TEXTE DE LECTURE.

===============

N°19 - Avril 2022 (Éditorial de Bertrand de Lamy, conseiller à la Cour de cassation en service extraordinaire )

Lettre de la chambre criminelle

Une sélection des arrêts rendus par la chambre criminelle de la Cour de cassation (Cumul de qualification / Détention provisoire / Environnement / Responsabilité pénale / Travail dissimulé / Vie privée / Visite domiciliaire / QPC)

  • Pénal
  • recel
  • détention provisoire
  • environnement et pollution
  • protection de la nature et de l'environnement
  • responsabilité délictuelle ou quasi délictuelle
  • société
  • travail réglementation (travail dissimulé et des étrangers...)
  • droit du travail
  • atteinte a la vie privée
  • atteintes au respect de la vie privée et de la présomption d'innocence
  • domicile

Bertrand de Lamy, conseiller à la Cour de cassation en service extraordinaire

Le pas est franchi. Remplissant les conditions de recevabilité et après avoir été entendu par les chefs des juridictions du ressort de son lieu d’habitation, puis auditionné par le Conseil supérieur de la magistrature, la nouvelle tombe : on est nommé conseiller à la Cour de cassation en service extraordinaire.

La dénomination de la fonction ne coïncide pas exactement avec le premier résultat produit par le cliquetis du clavier de son ordinateur. Et l’on repense aux étudiants à qui l’on demandait de commenter une décision en trois heures, lorsqu’on a mis trois jours à rédiger son premier arrêt en se rendant bien compte qu’il y a dans la formulation que l’on propose, disons, quelque chose d’inédit…

Le professeur des facultés de droit qui arrive à la Cour de cassation est en effet, à la fois, en terrain connu et en terra incognita comme un explorateur d’antan qui a atteint les frontières d’un monde restant à découvrir.

===============

DONNÉES FOURNIES.
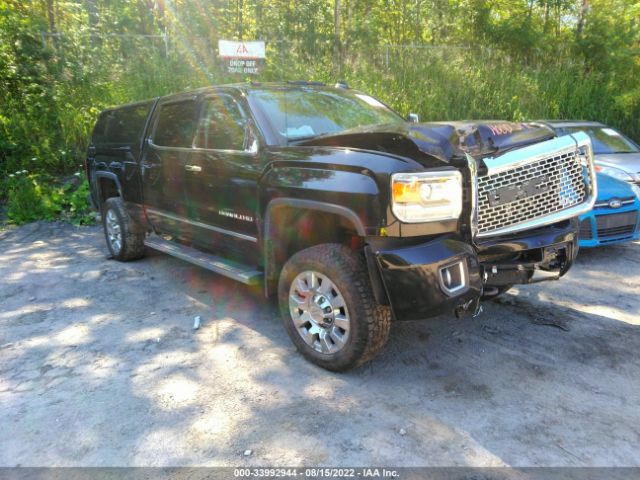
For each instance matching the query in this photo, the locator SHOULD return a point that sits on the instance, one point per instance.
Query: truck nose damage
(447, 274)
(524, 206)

===============

CONSIGNES.
[a] D'après le texte de lecture, combien de temps a-t-on mis à rédiger son premier arrêt ?
[b] Énumérez les thèmes indiqués entre parenthèses dans la présentation de la sélection d'arrêts du texte de lecture.
[c] Reprenez le passage du texte de lecture commençant par « N°19 - Avril » et se terminant par « domiciliaire / QPC) », en substituant « chambre sociale » à « chambre criminelle ».
Il n'est pas nécessaire de consulter les lignes.

RÉPONSES AUX CONSIGNES.
[a] Trois jours.

[b] Cumul de qualification, Détention provisoire, Environnement, Responsabilité pénale, Travail dissimulé, Vie privée, Visite domiciliaire, QPC

[c]
N°19 - Avril 2022 (Éditorial de Bertrand de Lamy, conseiller à la Cour de cassation en service extraordinaire )

Lettre de la chambre sociale

Une sélection des arrêts rendus par la chambre sociale de la Cour de cassation (Cumul de qualification / Détention provisoire / Environnement / Responsabilité pénale / Travail dissimulé / Vie privée / Visite domiciliaire / QPC)